**TAREA A REALIZAR:** Prolonga el texto sobre Peter Mitchell y la energía celular a partir de su última oración.

Peter Mitchell fue un personaje excéntrico. Durante gran parte de su carrera trabajó en su propio laboratorio en una casa solariega restaurada en Cornwall, en el Reino Unido, y su investigación fue financiada en parte por su rebaño de vacas lecheras. Sus ideas sobre el proceso más básico de la vida —cómo se obtiene la energía— le parecía ridículo a sus colegas biólogos
«Recuerdo que pensé que yo apostaría a que [la obtención de la energía] no funciona de esa manera», escribió el bioquímico Leslie Orgel sobre su reunión con Mitchell, hace medio siglo. «Desde Darwin y Wallace la biología no ha tenido una idea tan no intuitiva como las de, por ejemplo, Einstein, Heisenberg y Schrödinger».
En las décadas siguientes, sin embargo, quedó claro que Mitchell tenía razón. Su reivindicación fue completa cuando ganó un premio Nobel en 1978. Incluso hoy en día, sin embargo, la mayor parte de los biólogos no han comprendido aún las implicaciones de sus revolucionarias ideas, especialmente sobre el origen de la vida.
«Las ideas de Mitchell eran sobre cómo se organizan las células en el espacio, y la generación de energía celular es una función de eso», dice Mike Russell, geoquímico del Jet Propulsion Laboratory de la NASA en Pasadena, California. «El problema es que la mayoría de las ideas sobre el origen de la vida no tienen en cuenta la organización espacial y el suministro de energía que maneje la reproducción o el crecimiento.»

**REGISTROS PROPORCIONADOS:**
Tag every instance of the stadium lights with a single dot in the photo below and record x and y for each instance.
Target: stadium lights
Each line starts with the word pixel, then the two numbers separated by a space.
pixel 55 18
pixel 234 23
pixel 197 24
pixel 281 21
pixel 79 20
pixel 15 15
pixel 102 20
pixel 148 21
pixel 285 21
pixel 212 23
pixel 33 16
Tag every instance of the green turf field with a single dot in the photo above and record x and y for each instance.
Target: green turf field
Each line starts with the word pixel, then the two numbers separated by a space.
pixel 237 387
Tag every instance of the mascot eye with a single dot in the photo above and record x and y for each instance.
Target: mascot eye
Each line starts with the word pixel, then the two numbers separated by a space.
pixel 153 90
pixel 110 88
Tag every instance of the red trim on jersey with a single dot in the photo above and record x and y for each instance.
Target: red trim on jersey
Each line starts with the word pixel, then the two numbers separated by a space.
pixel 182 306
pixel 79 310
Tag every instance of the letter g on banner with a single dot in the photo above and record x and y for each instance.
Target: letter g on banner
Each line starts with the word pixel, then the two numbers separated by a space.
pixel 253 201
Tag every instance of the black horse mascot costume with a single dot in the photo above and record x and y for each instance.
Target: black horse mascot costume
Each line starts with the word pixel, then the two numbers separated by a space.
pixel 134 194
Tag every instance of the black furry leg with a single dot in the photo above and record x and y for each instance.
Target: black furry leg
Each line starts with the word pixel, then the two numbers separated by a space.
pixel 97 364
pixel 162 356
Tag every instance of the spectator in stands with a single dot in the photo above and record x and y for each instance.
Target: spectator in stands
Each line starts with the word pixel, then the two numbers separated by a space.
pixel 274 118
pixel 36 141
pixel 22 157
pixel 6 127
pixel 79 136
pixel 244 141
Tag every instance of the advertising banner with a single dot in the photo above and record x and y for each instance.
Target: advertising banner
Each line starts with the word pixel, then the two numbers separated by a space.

**RESULTADO DEL EJERCICIO:**
Unos pocos investigadores, entre ellos: Russell, han estado replanteando el origen de la vida a la luz de las ideas de Mitchell. Creen que la mayoría de los rasgos no intuitivos de la vida dan las mejores pistas de su origen. Como resultado, han llegado con una imagen radicalmente diferente de lo que era la vida primitiva y donde se desarrolló. Es una imagen para la cual hay cada vez más pruebas.
Antes de Mitchell, todo el mundo suponía que las células obtienen su energía con una química sencilla. La moneda de energía universal de la vida es una molécula llamada ATP. Se la abre y se libera energía. El ATP alimenta la mayor parte de la energía que demandan los procesos en las células, desde la construcción de las proteínas a mover los músculos. A su vez, se pensaba que el ATP se genera a partir de los alimentos por una serie de reacciones químicas estándar. Mitchell pensaba lo contrario. La vida, argumentó, no es impulsada por el tipo de química que ocurre en un tubo de ensayo, sino por una especie de electricidad.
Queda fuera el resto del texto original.